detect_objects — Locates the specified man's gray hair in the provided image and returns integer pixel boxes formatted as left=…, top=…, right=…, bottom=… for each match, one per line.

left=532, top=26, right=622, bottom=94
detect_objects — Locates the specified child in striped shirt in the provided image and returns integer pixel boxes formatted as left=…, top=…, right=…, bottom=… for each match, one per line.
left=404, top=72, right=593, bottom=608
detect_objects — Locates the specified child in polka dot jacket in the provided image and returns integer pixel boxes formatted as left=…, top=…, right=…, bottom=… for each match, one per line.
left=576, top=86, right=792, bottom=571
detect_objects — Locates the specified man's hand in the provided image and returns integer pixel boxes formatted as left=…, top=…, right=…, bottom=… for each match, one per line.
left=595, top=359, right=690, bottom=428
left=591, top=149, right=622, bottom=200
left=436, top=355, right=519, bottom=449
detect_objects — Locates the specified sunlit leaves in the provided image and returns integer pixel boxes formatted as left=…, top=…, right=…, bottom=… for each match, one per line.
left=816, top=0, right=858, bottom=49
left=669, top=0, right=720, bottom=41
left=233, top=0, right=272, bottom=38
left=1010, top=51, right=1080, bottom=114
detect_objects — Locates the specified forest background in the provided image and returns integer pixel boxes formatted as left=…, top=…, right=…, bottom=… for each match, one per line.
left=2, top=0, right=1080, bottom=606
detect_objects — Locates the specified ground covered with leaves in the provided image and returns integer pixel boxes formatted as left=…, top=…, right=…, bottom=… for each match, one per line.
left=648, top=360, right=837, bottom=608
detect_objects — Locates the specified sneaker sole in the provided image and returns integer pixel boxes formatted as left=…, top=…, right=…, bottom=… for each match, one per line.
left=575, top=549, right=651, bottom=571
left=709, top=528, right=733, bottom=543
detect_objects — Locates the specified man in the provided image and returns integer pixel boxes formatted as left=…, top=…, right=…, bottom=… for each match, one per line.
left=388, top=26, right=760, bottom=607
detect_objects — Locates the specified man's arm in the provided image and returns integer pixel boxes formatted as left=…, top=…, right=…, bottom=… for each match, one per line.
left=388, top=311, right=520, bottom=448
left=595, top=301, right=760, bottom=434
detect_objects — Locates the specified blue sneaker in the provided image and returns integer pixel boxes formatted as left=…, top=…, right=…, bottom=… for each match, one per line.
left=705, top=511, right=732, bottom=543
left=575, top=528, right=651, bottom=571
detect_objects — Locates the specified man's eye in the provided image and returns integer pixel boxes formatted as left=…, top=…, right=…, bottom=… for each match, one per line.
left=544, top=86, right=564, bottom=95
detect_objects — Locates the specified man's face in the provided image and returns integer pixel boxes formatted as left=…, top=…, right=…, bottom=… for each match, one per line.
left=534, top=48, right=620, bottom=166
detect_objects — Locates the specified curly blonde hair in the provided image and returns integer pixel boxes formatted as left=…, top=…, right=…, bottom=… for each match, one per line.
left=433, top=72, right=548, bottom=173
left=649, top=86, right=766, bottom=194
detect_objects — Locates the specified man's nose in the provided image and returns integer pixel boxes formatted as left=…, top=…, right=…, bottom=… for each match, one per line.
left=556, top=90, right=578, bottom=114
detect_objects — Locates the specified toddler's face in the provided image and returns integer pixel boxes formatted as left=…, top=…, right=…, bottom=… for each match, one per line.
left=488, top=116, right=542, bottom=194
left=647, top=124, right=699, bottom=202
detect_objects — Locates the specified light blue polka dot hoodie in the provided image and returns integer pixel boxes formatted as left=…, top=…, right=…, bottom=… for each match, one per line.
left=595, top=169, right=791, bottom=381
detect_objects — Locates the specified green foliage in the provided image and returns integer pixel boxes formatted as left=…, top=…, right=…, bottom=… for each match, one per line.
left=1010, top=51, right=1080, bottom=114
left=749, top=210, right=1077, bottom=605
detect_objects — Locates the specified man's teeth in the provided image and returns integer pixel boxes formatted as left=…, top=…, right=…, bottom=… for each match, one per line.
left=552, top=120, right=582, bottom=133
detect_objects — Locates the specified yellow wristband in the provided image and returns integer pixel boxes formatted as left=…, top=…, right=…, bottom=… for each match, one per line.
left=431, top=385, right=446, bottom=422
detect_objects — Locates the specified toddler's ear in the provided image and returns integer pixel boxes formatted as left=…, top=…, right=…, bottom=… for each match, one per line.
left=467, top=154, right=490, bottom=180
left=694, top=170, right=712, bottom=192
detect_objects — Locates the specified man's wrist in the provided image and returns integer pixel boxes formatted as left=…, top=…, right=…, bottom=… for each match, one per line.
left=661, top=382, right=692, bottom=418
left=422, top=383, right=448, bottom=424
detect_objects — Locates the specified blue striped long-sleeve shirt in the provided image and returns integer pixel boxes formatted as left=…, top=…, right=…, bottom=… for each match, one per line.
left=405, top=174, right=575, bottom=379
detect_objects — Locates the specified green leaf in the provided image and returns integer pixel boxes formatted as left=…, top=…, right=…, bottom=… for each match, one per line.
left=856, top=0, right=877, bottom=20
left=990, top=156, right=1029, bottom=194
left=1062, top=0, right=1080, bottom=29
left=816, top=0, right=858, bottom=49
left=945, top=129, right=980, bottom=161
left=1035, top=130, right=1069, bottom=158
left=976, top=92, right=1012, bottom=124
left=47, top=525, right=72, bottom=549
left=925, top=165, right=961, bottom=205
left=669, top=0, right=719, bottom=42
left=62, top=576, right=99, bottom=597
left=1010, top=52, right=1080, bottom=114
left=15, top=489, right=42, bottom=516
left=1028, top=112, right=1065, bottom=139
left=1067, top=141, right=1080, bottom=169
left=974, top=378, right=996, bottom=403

· · · ·

→ Work item: With the line containing "detect_objects — Locates the specified green leaf" as the first, output each line through the final line of the entries above, exactly.

→ Response to this task:
detect_objects — Locates the specified green leaf in the provided image and returns integer pixel boxes formatted as left=…, top=…, right=…, bottom=… for each match, one per line.
left=856, top=0, right=877, bottom=20
left=990, top=156, right=1029, bottom=194
left=1062, top=0, right=1080, bottom=29
left=816, top=0, right=858, bottom=49
left=945, top=129, right=980, bottom=161
left=1035, top=130, right=1069, bottom=158
left=976, top=92, right=1012, bottom=124
left=47, top=525, right=72, bottom=549
left=925, top=165, right=961, bottom=205
left=669, top=0, right=719, bottom=42
left=62, top=576, right=99, bottom=597
left=1010, top=52, right=1080, bottom=114
left=15, top=489, right=42, bottom=516
left=1028, top=112, right=1065, bottom=139
left=1067, top=141, right=1080, bottom=169
left=974, top=378, right=996, bottom=403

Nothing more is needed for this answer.